When the phone started ringing on the other end, there was less than 40 minutes left before the holiday party started and one of the hosts wasn’t even on her way yet. Alan Ott, wearing a Christmas light bulb necklace and red buffalo plaid shirt, hung up the phone at 2:50 p.m. Tuesday standing in an empty room. Nothing had been decorated yet. No food, no drinks, no candy canes. None of it.
But that was kind of the point.
“Last year I got here only 15 minutes before it started, and it felt like a bit of a rush,” Ott said. He’s normally an Oviedo City Councilman, but today he’s a high-speed party planner in the middle of Oviedo City Hall. Very high speed.

“15 minutes is all you need for a dadgum Christmas party,” U.S. Rep. Tim Burchett, (R-Tenn), said on social media Dec. 11, ahead of his own party this year, about 842 miles north. Burchett’s first 15-minute Christmas party quietly kicked off near the U.S. Capitol in 2022. Ott, who launched Oviedo’s first 15-minute party last year, took his inspiration from a news story he read about it.
Minutes ahead of the doors opening, Burchett this year famously had a line down the hallway, packing it wall-to-wall, to get into his party, broadcast on NBC and other networks.
For Ott, in his second year co-planning his own party, things began in earnest at 2:50 p.m. with armfuls of decorations brought from home, or what his wife, Sam, could find at stores. Oviedo Mayor Megan Sladek brought Rice Krispies treats, cookies and soda.
“The only thing here that’s [the city’s] is the tape,” Ott said. And the tape isn’t even red.

### RECORDS PROVIDED

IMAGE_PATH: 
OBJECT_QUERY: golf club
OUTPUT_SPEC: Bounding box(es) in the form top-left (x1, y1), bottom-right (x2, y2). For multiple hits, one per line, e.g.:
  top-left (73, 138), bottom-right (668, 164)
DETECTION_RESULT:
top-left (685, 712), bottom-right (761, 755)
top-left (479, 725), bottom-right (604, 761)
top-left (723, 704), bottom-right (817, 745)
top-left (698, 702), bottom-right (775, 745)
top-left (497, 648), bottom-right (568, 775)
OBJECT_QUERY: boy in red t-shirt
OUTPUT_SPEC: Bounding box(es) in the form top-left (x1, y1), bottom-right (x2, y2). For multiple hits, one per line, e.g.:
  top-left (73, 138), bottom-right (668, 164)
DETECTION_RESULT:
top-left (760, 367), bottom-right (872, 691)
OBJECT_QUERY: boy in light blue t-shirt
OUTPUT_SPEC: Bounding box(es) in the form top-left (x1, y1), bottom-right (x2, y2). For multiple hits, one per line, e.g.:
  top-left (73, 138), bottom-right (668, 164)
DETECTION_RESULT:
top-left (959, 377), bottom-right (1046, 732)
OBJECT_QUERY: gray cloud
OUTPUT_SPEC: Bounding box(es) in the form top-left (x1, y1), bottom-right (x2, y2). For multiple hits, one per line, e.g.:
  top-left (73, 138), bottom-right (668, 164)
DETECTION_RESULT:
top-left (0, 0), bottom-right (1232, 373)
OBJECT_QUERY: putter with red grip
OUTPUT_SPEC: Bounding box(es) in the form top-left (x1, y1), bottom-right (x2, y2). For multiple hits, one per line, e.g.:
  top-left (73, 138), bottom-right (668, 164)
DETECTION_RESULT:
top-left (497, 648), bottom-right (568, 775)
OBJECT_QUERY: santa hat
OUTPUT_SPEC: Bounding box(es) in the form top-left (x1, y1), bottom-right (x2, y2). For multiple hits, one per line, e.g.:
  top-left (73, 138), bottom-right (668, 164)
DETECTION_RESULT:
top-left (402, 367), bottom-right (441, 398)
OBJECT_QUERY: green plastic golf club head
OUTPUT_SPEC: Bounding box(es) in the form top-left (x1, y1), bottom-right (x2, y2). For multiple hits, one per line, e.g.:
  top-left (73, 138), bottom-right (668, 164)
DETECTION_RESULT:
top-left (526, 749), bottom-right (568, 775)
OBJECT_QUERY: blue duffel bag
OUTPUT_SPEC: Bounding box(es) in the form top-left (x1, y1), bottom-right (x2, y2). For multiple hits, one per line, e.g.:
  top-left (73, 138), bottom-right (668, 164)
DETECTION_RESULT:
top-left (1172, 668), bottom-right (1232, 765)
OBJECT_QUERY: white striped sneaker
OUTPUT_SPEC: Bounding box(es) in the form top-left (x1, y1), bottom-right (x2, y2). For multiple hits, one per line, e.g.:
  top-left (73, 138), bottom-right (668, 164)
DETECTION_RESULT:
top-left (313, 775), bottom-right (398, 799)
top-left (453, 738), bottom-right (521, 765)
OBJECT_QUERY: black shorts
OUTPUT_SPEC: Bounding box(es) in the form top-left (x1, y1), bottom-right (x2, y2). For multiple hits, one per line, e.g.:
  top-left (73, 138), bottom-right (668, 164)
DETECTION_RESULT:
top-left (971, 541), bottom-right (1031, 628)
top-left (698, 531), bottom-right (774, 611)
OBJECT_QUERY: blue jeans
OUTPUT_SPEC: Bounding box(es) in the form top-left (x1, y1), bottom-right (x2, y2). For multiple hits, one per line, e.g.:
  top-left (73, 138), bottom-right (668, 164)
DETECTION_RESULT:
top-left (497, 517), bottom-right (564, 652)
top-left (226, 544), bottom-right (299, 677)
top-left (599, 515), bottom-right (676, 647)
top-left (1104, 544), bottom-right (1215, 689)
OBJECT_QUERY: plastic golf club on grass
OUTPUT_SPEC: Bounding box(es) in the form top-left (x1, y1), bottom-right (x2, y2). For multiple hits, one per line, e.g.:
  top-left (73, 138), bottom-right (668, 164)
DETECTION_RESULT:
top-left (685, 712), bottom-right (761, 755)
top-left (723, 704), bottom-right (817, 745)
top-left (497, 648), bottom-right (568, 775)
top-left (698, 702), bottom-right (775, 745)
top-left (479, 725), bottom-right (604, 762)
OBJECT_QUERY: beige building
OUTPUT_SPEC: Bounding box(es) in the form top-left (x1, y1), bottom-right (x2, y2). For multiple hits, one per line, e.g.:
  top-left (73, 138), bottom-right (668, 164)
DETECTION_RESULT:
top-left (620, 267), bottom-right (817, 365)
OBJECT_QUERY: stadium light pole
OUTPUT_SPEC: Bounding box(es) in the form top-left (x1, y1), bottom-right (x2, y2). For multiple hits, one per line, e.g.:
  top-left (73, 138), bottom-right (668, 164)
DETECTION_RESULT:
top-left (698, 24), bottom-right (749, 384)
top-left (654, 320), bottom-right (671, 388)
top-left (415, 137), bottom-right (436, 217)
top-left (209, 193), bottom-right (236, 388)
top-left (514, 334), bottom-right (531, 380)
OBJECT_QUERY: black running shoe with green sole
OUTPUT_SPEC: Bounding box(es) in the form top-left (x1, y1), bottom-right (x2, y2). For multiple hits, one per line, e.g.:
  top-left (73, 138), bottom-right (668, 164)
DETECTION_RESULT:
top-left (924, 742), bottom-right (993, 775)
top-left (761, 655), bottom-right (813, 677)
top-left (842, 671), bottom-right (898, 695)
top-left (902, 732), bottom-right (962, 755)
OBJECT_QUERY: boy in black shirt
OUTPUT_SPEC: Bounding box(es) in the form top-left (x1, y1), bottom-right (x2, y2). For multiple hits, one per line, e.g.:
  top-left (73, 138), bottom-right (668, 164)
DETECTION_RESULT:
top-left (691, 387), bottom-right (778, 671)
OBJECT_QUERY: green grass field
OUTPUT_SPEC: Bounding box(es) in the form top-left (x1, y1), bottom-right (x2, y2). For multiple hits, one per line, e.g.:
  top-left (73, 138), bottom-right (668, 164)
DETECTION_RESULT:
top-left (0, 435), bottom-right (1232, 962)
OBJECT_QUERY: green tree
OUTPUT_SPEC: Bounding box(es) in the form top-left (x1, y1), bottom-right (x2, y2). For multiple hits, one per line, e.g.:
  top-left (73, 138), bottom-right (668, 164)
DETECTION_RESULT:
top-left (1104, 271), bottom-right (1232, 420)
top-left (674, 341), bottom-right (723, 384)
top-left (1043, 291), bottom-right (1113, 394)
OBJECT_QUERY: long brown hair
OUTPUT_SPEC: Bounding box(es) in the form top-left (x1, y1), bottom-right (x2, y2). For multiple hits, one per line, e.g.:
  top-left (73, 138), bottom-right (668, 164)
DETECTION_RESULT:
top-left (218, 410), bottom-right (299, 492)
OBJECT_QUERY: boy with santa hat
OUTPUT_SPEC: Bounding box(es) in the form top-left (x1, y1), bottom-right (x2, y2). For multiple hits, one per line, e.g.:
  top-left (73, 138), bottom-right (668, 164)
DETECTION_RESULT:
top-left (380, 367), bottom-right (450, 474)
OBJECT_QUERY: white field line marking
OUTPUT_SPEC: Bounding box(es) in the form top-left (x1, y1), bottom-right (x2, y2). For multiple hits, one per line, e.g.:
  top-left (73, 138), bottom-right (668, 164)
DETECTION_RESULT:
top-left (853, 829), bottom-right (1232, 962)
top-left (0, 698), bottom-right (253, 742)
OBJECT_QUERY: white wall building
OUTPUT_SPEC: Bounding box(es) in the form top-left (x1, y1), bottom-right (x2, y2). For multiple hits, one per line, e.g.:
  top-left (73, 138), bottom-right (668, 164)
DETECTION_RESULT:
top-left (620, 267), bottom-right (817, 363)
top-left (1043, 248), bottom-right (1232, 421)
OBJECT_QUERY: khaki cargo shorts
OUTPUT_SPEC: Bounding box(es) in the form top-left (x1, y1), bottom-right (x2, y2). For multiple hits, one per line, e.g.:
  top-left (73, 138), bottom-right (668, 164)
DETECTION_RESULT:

### CHALLENGES
a. In the article on Oviedo's 15-minute Christmas party, what did Oviedo Mayor Megan Sladek bring?
b. Transcribe the stretch of the article on Oviedo's 15-minute Christmas party from "Minutes ahead of" through "and other networks.".

### ANSWERS TO THE EXERCISE
a. Rice Krispies treats, cookies and soda.

b.
Minutes ahead of the doors opening, Burchett this year famously had a line down the hallway, packing it wall-to-wall, to get into his party, broadcast on NBC and other networks.